··· Source data ···
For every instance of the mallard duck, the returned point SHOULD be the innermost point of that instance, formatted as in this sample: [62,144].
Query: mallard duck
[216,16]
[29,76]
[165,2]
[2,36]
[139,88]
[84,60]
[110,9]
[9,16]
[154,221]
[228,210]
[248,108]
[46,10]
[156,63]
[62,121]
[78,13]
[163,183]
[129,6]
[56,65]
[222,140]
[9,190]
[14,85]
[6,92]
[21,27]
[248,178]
···
### What this task involves:
Render the rows above as a Markdown table with a column headed "Row" for the row number and a column headed "Line" for the line itself. Leave out any blank lines.

### Exercise result:
| Row | Line |
|---|---|
| 1 | For every instance of the mallard duck, the returned point SHOULD be the innermost point of that instance, formatted as in this sample: [62,144]. |
| 2 | Query: mallard duck |
| 3 | [216,16] |
| 4 | [29,76] |
| 5 | [165,2] |
| 6 | [2,36] |
| 7 | [139,88] |
| 8 | [84,60] |
| 9 | [110,9] |
| 10 | [9,16] |
| 11 | [154,221] |
| 12 | [228,210] |
| 13 | [248,108] |
| 14 | [46,10] |
| 15 | [156,63] |
| 16 | [62,121] |
| 17 | [78,13] |
| 18 | [163,183] |
| 19 | [129,6] |
| 20 | [56,65] |
| 21 | [222,140] |
| 22 | [9,190] |
| 23 | [14,85] |
| 24 | [6,92] |
| 25 | [21,27] |
| 26 | [248,178] |